▶ _GIVEN PASSAGE_:
* * *

And on a 4 core desktop

length traj: 2411 frames
Carbons: 511
Oxygens: 2944
Combined selections: 3455
All atoms: 12287

 3 frames
carbon query and haystack
with atom_slice: 0.26453333103563637
no atom_slice: 0.45479931705631316
carbon query and oxygen haystack
with atom_slice: 0.38118267501704395
no atom_slice: 0.5180625190259889

 25 frames
carbon query and haystack
with atom_slice: 0.57133743702434
no atom_slice: 2.5859786020591855
carbon query and oxygen haystack
with atom_slice: 1.5568417840404436
no atom_slice: 3.0209178120130673

 242 frames
carbon query and haystack
with atom_slice: 4.820568470982835
no atom_slice: 24.34508377406746
carbon query and oxygen haystack
with atom_slice: 17.302444033091888
no atom_slice: 31.778738516033627

 2411 frames
carbon query and haystack
with atom_slice: 60.8008491731016
no atom_slice: 257.47405256098136
carbon query and oxygen haystack
with atom_slice: 343.60291336802766
no atom_slice: 493.1326912479708

This was done using the following script:

from contact_map import ContactFrequency                                        
import mdtraj as md                                                             
import timeit                                                                   
                                                                                
traj = md.load('54.xtc', top='54.gro')                                          
print("length traj: {} frames".format(str(len(traj))))                          
                                                                                
top = traj.topology                                                             
c = top.select('element C')                                                     
o = top.select('element O')                                                     
                                                                                
                                                                                
print("Carbons: {}".format(str(len(c))))                                        
print("Oxygens: {}".format(str(len(o))))                                        
print("Combined selections: {}".format(str(len(c)+len(o))))                     
print("All atoms: {}".format(str(top.n_atoms)))                                 
                                                                                
class Test(object):                                                             
    from contact_map import ContactFrequency                                    
    import mdtraj as md                                                         
    def __init__(self, skip=1):                                                 
        self.traj = md.load('54.xtc', top = '54.gro')[::skip]                   
        self.top = traj.topology                                                
        self.c = self.top.select('element C')

* * *

▶ _DATA SEGMENT_:
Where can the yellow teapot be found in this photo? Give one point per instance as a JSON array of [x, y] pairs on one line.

* * *

▶ _REQUIREMENT_: Reproduce the benchmark excerpt verbatim from "This was done" to "o = top.select('element O')". The lines play no part in this work.

▶ _FINAL RESULT_:
This was done using the following script:

from contact_map import ContactFrequency                                        
import mdtraj as md                                                             
import timeit                                                                   
                                                                                
traj = md.load('54.xtc', top='54.gro')                                          
print("length traj: {} frames".format(str(len(traj))))                          
                                                                                
top = traj.topology                                                             
c = top.select('element C')                                                     
o = top.select('element O')